-- start Exercise materials --
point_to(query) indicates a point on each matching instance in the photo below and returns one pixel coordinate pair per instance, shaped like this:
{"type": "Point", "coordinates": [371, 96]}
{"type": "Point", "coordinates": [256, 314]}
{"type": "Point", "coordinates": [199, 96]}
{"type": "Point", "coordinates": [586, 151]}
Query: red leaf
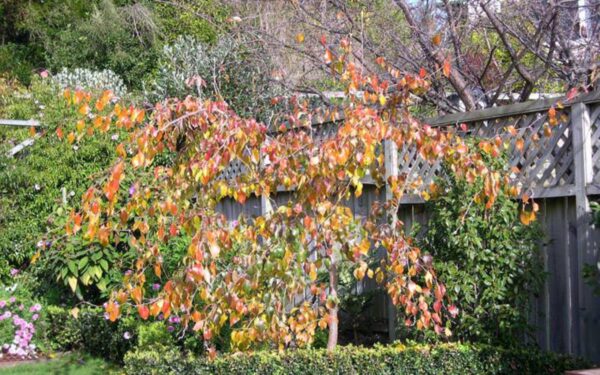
{"type": "Point", "coordinates": [446, 68]}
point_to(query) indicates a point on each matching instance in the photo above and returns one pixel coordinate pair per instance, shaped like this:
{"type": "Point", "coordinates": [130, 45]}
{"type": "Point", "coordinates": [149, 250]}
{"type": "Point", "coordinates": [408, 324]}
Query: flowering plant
{"type": "Point", "coordinates": [18, 317]}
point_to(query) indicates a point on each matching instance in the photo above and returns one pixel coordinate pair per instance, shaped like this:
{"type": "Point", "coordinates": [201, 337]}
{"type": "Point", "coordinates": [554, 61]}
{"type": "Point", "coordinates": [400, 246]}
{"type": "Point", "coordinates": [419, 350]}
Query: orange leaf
{"type": "Point", "coordinates": [519, 144]}
{"type": "Point", "coordinates": [446, 68]}
{"type": "Point", "coordinates": [143, 311]}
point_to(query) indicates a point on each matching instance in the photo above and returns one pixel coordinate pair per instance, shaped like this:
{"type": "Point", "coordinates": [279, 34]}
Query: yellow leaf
{"type": "Point", "coordinates": [313, 272]}
{"type": "Point", "coordinates": [72, 283]}
{"type": "Point", "coordinates": [358, 191]}
{"type": "Point", "coordinates": [519, 144]}
{"type": "Point", "coordinates": [446, 68]}
{"type": "Point", "coordinates": [382, 99]}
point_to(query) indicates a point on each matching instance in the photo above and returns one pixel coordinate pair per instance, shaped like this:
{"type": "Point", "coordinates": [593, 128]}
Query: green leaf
{"type": "Point", "coordinates": [83, 262]}
{"type": "Point", "coordinates": [73, 267]}
{"type": "Point", "coordinates": [104, 264]}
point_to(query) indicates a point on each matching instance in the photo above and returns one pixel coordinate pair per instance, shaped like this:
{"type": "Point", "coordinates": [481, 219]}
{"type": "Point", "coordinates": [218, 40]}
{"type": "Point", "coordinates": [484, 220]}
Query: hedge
{"type": "Point", "coordinates": [90, 332]}
{"type": "Point", "coordinates": [446, 359]}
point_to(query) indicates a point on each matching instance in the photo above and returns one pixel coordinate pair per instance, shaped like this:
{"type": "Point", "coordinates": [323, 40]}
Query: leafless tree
{"type": "Point", "coordinates": [496, 50]}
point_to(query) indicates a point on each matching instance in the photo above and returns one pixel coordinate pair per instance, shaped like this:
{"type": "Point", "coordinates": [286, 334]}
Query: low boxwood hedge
{"type": "Point", "coordinates": [446, 359]}
{"type": "Point", "coordinates": [90, 332]}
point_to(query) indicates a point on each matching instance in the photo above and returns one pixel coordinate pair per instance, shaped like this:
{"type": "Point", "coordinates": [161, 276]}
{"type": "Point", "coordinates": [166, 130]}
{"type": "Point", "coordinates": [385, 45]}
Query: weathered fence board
{"type": "Point", "coordinates": [561, 171]}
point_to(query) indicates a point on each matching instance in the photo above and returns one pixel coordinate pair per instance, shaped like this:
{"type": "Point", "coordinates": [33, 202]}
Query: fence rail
{"type": "Point", "coordinates": [562, 171]}
{"type": "Point", "coordinates": [27, 123]}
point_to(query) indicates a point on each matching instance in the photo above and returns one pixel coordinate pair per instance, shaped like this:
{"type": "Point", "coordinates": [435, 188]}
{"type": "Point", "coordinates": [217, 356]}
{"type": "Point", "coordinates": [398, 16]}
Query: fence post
{"type": "Point", "coordinates": [582, 158]}
{"type": "Point", "coordinates": [265, 205]}
{"type": "Point", "coordinates": [390, 153]}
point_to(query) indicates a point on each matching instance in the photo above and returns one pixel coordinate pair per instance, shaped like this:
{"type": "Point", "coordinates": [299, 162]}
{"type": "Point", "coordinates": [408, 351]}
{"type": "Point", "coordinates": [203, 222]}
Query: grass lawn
{"type": "Point", "coordinates": [68, 364]}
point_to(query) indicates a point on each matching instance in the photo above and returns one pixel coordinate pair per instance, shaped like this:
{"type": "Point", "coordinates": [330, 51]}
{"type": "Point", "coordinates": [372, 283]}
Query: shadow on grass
{"type": "Point", "coordinates": [68, 364]}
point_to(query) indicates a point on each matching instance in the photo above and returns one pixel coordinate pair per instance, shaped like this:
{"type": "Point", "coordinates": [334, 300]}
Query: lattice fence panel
{"type": "Point", "coordinates": [545, 161]}
{"type": "Point", "coordinates": [595, 135]}
{"type": "Point", "coordinates": [321, 132]}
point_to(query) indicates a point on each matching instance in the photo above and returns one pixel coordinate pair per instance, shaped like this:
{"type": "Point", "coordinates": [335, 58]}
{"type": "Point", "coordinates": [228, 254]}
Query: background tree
{"type": "Point", "coordinates": [481, 53]}
{"type": "Point", "coordinates": [248, 276]}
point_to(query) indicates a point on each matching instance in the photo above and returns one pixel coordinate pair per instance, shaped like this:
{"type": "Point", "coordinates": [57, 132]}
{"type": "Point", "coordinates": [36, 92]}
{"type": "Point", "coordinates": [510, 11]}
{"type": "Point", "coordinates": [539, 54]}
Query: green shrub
{"type": "Point", "coordinates": [35, 184]}
{"type": "Point", "coordinates": [229, 69]}
{"type": "Point", "coordinates": [90, 332]}
{"type": "Point", "coordinates": [412, 359]}
{"type": "Point", "coordinates": [488, 260]}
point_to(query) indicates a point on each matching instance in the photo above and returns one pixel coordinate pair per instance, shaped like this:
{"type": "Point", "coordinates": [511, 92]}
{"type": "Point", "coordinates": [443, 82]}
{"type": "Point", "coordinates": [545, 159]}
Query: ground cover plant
{"type": "Point", "coordinates": [243, 277]}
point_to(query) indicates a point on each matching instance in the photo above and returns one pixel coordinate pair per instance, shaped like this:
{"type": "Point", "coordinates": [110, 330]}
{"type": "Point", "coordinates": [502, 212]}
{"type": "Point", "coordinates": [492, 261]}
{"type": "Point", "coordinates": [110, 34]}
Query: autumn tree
{"type": "Point", "coordinates": [260, 277]}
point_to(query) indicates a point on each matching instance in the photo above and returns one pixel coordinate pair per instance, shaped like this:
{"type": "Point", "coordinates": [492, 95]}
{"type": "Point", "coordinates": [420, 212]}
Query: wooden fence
{"type": "Point", "coordinates": [562, 171]}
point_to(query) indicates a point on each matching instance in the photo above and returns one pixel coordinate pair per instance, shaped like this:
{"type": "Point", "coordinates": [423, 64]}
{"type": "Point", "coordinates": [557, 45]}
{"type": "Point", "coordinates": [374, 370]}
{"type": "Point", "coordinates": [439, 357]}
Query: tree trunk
{"type": "Point", "coordinates": [333, 312]}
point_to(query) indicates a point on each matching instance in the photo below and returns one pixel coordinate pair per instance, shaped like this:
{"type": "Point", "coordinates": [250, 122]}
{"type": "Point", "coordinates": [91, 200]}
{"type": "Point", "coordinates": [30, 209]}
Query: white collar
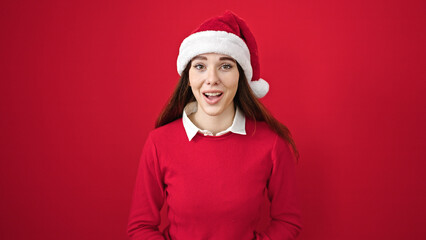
{"type": "Point", "coordinates": [238, 125]}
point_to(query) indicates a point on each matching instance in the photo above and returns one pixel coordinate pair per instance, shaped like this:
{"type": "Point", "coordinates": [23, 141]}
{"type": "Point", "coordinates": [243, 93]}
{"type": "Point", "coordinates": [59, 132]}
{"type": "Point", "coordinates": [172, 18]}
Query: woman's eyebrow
{"type": "Point", "coordinates": [200, 57]}
{"type": "Point", "coordinates": [227, 58]}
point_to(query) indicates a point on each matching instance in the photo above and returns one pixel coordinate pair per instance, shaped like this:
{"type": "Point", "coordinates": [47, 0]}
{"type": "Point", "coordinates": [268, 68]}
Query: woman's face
{"type": "Point", "coordinates": [214, 81]}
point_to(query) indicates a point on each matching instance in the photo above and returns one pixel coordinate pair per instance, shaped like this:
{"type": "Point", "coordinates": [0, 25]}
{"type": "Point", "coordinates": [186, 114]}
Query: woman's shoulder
{"type": "Point", "coordinates": [259, 128]}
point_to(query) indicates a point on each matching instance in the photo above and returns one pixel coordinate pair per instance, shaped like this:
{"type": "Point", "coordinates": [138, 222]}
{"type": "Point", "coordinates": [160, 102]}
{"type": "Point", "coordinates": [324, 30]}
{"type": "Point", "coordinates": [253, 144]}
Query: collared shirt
{"type": "Point", "coordinates": [238, 125]}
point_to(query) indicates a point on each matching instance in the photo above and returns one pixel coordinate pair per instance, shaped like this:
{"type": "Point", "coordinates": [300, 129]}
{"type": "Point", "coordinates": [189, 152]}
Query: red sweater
{"type": "Point", "coordinates": [214, 185]}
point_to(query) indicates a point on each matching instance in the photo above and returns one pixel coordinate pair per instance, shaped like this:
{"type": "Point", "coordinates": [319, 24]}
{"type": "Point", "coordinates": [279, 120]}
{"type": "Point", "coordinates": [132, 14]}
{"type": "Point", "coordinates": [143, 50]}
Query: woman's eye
{"type": "Point", "coordinates": [226, 66]}
{"type": "Point", "coordinates": [199, 66]}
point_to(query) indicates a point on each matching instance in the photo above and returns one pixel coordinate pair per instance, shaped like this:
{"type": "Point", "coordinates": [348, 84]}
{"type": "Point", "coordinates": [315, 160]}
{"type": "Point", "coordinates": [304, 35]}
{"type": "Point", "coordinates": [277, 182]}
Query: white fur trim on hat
{"type": "Point", "coordinates": [215, 42]}
{"type": "Point", "coordinates": [260, 87]}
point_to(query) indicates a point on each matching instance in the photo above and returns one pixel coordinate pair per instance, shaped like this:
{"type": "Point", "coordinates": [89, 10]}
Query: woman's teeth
{"type": "Point", "coordinates": [212, 94]}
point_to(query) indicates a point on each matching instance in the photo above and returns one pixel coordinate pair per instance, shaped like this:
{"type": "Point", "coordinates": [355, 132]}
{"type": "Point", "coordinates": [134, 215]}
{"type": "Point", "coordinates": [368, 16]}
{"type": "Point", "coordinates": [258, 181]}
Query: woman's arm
{"type": "Point", "coordinates": [148, 197]}
{"type": "Point", "coordinates": [285, 211]}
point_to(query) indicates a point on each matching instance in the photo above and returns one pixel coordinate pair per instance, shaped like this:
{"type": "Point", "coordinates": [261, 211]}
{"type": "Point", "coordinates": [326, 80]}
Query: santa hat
{"type": "Point", "coordinates": [227, 34]}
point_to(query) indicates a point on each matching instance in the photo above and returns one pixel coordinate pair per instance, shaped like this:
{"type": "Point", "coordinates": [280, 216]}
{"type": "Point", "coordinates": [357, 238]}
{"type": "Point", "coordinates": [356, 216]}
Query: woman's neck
{"type": "Point", "coordinates": [214, 124]}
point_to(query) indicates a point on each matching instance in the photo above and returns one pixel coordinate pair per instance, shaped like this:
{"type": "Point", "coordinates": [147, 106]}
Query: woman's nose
{"type": "Point", "coordinates": [212, 77]}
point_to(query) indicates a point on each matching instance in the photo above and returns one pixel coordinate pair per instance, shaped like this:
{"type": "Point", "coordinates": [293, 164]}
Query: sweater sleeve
{"type": "Point", "coordinates": [148, 197]}
{"type": "Point", "coordinates": [285, 212]}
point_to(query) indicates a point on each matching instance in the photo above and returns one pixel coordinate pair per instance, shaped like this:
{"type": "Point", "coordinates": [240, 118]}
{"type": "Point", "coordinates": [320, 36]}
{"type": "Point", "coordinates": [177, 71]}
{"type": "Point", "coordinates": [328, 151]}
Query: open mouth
{"type": "Point", "coordinates": [213, 95]}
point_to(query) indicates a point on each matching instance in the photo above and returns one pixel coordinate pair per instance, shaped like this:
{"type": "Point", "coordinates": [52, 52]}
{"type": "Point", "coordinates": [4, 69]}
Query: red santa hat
{"type": "Point", "coordinates": [227, 34]}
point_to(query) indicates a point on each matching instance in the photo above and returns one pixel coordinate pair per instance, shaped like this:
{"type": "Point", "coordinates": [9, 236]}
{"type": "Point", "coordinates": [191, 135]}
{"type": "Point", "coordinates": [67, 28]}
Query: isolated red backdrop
{"type": "Point", "coordinates": [83, 81]}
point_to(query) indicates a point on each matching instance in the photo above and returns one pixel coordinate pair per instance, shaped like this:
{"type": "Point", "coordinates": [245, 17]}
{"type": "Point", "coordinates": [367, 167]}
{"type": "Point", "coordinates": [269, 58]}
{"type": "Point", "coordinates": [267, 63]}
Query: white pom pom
{"type": "Point", "coordinates": [259, 87]}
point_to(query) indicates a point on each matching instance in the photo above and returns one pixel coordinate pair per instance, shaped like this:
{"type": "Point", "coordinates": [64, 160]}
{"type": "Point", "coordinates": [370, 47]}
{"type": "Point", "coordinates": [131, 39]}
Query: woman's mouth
{"type": "Point", "coordinates": [212, 97]}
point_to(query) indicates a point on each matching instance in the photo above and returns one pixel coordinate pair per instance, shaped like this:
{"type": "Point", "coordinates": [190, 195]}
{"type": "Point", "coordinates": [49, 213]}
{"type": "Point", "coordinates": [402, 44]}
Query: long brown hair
{"type": "Point", "coordinates": [244, 99]}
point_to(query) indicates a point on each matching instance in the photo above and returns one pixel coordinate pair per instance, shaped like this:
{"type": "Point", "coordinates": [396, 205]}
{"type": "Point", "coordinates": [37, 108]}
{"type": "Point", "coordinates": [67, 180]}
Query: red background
{"type": "Point", "coordinates": [83, 81]}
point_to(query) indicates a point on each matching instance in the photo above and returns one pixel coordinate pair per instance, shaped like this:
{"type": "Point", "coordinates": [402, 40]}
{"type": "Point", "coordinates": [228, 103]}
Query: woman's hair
{"type": "Point", "coordinates": [244, 99]}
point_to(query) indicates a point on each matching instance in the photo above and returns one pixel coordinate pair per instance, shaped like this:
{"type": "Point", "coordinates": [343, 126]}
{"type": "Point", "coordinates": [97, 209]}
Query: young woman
{"type": "Point", "coordinates": [216, 150]}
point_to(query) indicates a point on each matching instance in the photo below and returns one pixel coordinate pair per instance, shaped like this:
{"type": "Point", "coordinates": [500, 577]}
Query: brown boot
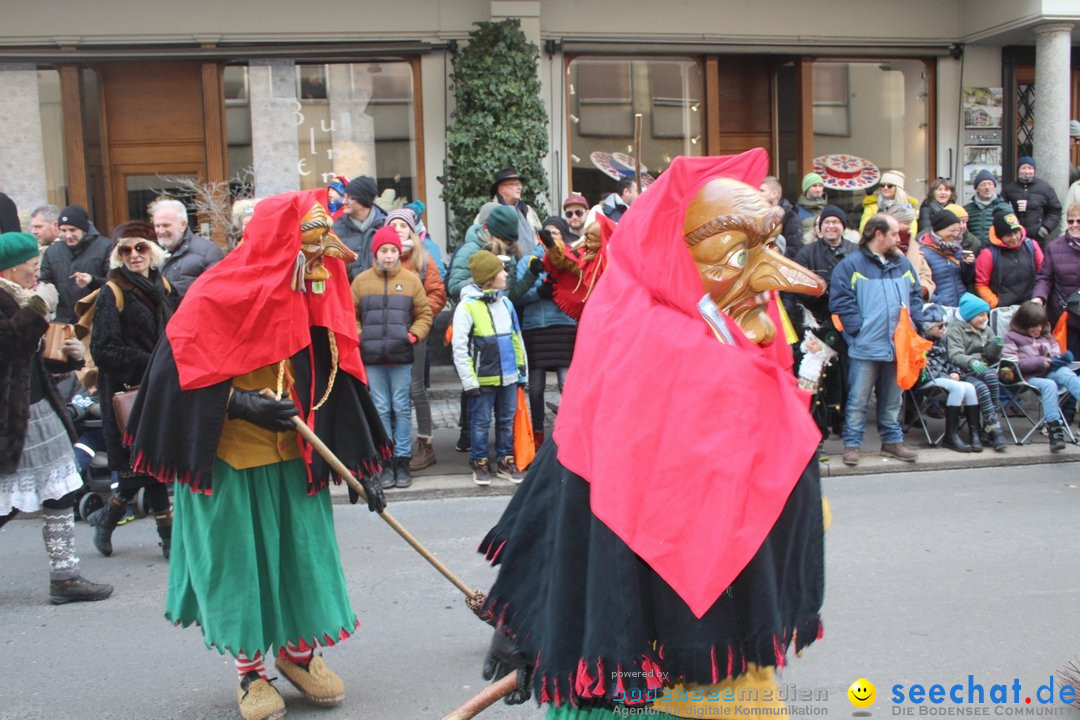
-- end Exercise materials --
▶ **Exercise**
Extract every line of the entries above that contains the string "brown". Case counts.

▶ **Answer to the problem**
Query: long brown hair
Query: brown boot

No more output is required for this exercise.